Problem details: Locate every line of the records that contains the word "front" and copy each such line in full.

-- Exercise data start --

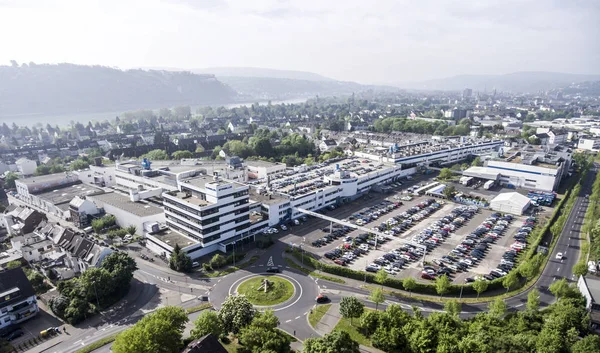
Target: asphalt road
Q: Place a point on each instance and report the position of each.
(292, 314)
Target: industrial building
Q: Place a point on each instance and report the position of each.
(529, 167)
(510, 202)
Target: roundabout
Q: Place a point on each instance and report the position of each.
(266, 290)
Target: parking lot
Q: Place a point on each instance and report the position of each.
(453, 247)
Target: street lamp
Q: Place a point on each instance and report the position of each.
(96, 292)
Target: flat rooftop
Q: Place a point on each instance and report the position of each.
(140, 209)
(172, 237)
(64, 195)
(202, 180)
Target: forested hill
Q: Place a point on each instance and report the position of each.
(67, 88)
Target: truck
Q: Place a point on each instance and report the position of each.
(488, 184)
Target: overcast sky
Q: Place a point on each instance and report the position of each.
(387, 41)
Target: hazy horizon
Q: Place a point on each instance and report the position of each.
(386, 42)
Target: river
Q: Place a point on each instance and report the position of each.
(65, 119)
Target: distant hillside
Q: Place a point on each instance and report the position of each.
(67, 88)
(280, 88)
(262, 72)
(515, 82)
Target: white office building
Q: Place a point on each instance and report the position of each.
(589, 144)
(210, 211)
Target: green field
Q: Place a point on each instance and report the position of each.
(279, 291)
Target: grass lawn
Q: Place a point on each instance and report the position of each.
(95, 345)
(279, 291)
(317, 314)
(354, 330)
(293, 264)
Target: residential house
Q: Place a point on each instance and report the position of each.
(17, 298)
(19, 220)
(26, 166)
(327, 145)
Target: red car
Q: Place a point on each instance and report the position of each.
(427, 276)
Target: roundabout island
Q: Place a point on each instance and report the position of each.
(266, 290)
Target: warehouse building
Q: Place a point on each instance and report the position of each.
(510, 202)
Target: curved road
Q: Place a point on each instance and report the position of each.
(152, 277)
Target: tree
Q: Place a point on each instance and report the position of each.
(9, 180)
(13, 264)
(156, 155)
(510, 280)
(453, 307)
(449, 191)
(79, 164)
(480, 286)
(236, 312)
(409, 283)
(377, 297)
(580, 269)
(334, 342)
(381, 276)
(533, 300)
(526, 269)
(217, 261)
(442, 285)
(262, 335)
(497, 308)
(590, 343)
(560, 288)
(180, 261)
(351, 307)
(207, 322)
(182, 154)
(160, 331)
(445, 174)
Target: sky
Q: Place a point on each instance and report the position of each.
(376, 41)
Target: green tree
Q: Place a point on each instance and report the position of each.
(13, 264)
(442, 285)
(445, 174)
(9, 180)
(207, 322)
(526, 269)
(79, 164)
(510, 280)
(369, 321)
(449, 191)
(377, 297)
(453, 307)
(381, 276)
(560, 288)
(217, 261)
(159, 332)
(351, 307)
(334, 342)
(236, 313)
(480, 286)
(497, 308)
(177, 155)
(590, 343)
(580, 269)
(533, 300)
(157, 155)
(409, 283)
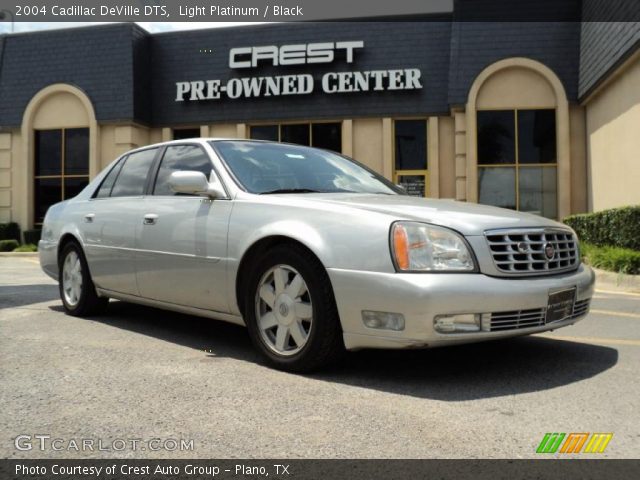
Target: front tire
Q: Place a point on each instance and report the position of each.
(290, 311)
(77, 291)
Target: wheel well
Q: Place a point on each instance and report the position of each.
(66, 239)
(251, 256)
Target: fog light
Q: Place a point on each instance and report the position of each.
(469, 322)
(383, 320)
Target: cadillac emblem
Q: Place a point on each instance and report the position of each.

-- Exercise data end --
-- Exercise data start --

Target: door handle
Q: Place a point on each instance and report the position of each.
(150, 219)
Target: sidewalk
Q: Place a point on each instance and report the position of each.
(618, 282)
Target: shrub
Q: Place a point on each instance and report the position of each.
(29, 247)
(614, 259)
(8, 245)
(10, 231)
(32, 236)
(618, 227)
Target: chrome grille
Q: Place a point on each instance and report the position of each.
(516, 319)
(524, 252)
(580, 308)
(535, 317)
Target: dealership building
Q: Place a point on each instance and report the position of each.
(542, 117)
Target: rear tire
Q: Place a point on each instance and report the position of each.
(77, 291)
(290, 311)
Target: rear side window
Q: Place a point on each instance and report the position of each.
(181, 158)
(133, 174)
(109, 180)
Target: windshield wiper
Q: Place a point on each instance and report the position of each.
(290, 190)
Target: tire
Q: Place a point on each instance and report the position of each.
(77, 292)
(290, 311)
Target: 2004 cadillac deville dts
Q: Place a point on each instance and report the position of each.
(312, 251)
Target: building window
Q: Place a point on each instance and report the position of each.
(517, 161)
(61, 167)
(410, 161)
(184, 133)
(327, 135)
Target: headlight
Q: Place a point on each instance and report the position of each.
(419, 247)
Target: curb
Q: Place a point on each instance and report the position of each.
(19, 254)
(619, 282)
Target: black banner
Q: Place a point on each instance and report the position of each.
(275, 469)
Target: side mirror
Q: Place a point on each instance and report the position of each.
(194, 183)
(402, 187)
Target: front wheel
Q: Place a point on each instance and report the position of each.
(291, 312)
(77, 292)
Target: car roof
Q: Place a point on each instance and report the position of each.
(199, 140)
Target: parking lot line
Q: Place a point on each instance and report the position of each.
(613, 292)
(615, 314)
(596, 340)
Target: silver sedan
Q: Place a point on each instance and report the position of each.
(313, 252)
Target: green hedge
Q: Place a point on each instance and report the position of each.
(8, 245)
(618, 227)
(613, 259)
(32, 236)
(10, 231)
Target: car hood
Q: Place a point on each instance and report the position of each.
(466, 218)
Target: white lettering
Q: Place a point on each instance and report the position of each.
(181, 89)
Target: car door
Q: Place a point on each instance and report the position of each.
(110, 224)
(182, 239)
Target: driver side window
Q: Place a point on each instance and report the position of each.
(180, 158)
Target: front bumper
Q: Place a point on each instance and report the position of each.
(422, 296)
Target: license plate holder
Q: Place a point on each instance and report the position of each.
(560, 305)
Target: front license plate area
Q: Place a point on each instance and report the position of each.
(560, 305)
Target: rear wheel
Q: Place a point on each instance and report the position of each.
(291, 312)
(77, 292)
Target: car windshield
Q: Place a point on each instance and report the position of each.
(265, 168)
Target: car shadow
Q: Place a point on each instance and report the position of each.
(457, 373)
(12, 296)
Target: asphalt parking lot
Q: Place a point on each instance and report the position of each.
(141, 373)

-- Exercise data end --

Task answer:
Target: front tire
Target: front wheel
Target: front bumper
Target: front license plate area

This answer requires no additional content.